[A run of items]
>>>

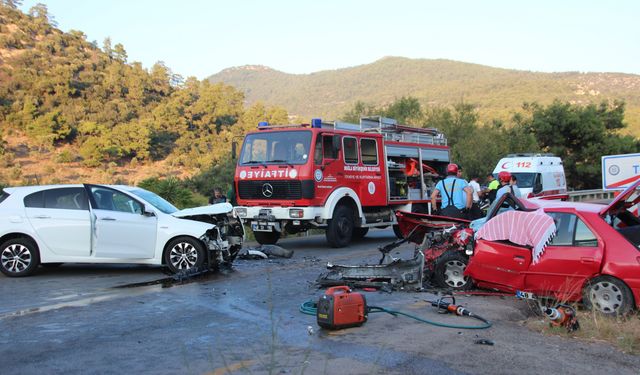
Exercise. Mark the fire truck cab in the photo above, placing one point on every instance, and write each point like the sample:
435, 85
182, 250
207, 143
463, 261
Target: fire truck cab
341, 177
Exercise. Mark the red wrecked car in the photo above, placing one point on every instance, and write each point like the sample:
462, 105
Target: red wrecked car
566, 250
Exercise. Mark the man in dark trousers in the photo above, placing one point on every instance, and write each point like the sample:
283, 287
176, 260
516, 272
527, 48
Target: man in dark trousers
217, 197
456, 195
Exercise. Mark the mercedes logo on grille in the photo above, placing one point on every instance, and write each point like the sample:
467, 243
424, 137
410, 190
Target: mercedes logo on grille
267, 190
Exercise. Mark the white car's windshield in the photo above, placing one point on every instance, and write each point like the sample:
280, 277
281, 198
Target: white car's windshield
155, 200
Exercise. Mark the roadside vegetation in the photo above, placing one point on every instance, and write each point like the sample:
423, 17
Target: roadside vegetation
73, 111
622, 332
580, 135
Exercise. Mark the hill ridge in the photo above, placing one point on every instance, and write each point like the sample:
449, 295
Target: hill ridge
497, 92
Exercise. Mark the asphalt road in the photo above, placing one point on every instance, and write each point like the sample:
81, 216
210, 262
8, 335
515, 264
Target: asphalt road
80, 319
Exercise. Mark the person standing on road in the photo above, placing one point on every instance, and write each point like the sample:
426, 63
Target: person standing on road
475, 212
456, 195
476, 189
505, 184
515, 190
217, 197
492, 188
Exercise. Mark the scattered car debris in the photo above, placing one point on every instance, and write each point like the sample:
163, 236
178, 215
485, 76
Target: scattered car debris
484, 342
265, 252
591, 258
390, 274
562, 316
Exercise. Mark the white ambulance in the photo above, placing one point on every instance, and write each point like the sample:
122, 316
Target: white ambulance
539, 175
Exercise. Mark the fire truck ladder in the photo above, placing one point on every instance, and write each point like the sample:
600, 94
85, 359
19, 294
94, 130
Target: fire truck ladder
391, 130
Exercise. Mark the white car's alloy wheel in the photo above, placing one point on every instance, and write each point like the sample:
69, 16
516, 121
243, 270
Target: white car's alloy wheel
16, 258
183, 256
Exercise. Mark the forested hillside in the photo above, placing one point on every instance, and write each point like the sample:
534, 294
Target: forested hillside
72, 111
496, 93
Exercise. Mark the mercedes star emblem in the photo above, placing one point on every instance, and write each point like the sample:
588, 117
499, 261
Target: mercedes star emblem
267, 190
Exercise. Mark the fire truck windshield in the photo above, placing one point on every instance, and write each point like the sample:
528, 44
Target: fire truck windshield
280, 147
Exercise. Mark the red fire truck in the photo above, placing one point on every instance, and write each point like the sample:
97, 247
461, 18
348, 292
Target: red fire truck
341, 177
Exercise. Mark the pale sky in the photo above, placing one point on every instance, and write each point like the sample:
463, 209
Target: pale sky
200, 37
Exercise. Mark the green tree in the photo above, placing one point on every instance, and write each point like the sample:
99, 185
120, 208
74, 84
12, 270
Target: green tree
360, 109
171, 189
580, 135
406, 110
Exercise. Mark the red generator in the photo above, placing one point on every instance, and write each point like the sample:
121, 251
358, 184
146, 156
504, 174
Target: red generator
340, 308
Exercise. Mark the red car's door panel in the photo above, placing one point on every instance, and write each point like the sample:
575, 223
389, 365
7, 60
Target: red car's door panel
499, 264
574, 256
563, 270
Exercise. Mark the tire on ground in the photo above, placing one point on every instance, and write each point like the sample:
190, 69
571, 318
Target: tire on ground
19, 257
608, 295
184, 253
340, 227
449, 271
267, 238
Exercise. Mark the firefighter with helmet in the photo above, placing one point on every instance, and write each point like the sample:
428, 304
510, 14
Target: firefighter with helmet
456, 195
507, 185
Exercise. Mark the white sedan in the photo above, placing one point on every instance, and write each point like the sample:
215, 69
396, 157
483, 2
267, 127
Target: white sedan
87, 223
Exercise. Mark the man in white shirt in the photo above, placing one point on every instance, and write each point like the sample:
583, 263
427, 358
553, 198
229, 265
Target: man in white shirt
476, 189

<<<

Problem: Return all of the items above word for word, leaving out the pictures.

Output for this task:
Exercise. Mark the fire truck cab in the photo above, placing one point on every instance, and write each point like the sample:
435, 85
182, 250
207, 143
463, 261
Target: fire truck cab
341, 177
Exercise. Mark the red wrecked car in the photo above, placing one point on every instance, and write each point like the sample:
462, 105
Target: red wrecked car
566, 250
Exercise. Mark the man in dark trousers in the photo above, placing one point on every instance, and write each point like the sample:
283, 287
176, 260
516, 272
527, 48
Target: man in dark trousers
217, 197
456, 195
Exercise. Mark the mercedes logo on grille in the photo above, placing one point on every instance, and write each point like the sample:
467, 243
424, 137
410, 190
Target: mercedes logo on grille
267, 190
Exercise. Mark the white car's windshield in the photo above, placing one point on every instance, and write each point like the sample:
280, 277
281, 198
Target: white car's windshield
155, 200
Exercise. Mark the roadside vegetation in the photo above, placing one point on every instance, and write each point like the sample:
423, 17
Target: roadside vegetation
73, 111
622, 332
580, 135
Exercise. Mark the hill ridge in the photo above, placing one point on every instance, and write each point like the sample:
449, 295
Target: hill ridge
497, 92
Exercise. Mark the asphalt road in the photo above, placing one point on every instance, and write each point like the sample:
81, 216
210, 262
8, 335
515, 264
Target: asphalt road
80, 319
Exercise. Mark the person standing on road in the photo above, placing one point on every instance, and write each point like the sample:
426, 63
Target: person standing on road
475, 212
456, 195
476, 189
505, 184
515, 190
217, 197
492, 188
Exercise. Mark the scattered car debris in the photo above, placing one point on every instance, and write each point like the sample:
163, 236
178, 215
485, 76
Target: scattered car debris
484, 342
265, 252
591, 258
390, 274
562, 316
Exercise. Mark the white ambulance in the photo above, placing one point on every instance, and write each point like the sample:
122, 316
Target: white ambulance
539, 175
Exercise. Mark the fire truck ladder in the photo above, placing one point on every instance, and write each point like the sample:
600, 94
85, 359
19, 294
94, 130
Target: fire truck ladder
391, 130
Exercise. Mark the white car's alloy wheel in the photo above, placing one point on every instance, and write each point like the sample:
69, 16
516, 121
243, 270
Target: white car's alloy wheel
16, 258
183, 256
Exercise. Mark the forested hillside in the photo above, placing one point on every instance, and write each point like the sample:
534, 294
Target: forested hillside
72, 111
496, 93
Exercise. Mark the mercedes star emblem in the photo above, placing one point on every instance, and write each point like the sample:
588, 117
499, 261
Target: mercedes star emblem
267, 190
Exercise. Mark the fire truck windshield in the photo above, placing one point on every instance, and write each point like the sample:
528, 44
Target: fire truck windshield
280, 147
Exercise. Mark the red fire truck in the photo above, placing one point on every instance, and write each point like the sample:
97, 247
461, 18
348, 292
Target: red fire truck
341, 177
Exercise. Mark the pale sky in the photo above, placing one point on every instance, and write each point like the sample:
463, 209
Target: pale sky
200, 37
Exercise. Mark the green tree in the photo above, placing one point on every instance, and write each point like the sample:
99, 185
120, 208
74, 84
12, 270
Target: green tree
360, 109
171, 189
580, 135
406, 110
Exercise. Mark the red generator in the photo above, placing one point on every instance, and write each point like the sample:
121, 251
358, 184
146, 156
504, 174
Target: red generator
340, 308
Exercise. Mark the red car's door panel in the photo above, placing one point on every instance, and write each point like the sample:
575, 223
389, 365
7, 60
Target: red car's door panel
499, 264
574, 256
563, 270
Exercise. Mark the tire on ground in the photo above, placing one point on every instance, and write each point like the sample:
190, 69
571, 318
Target: tire on ground
19, 257
608, 295
184, 253
340, 227
449, 271
267, 238
Exercise. Mark the firefighter with helmet in the photo above, placing one point on every instance, and write each point like the sample:
428, 304
510, 14
Target: firefighter with helmet
456, 195
507, 185
Exercise. Mark the white sedan in the photo above, placing one point on every instance, and write each point like the sample:
215, 69
396, 157
483, 2
267, 127
Target: white sedan
87, 223
Exercise. Mark the man in white shirt in the photo above, placing one point on every instance, and write each point like the sample:
583, 263
427, 358
553, 198
229, 265
Target: man in white shirt
476, 189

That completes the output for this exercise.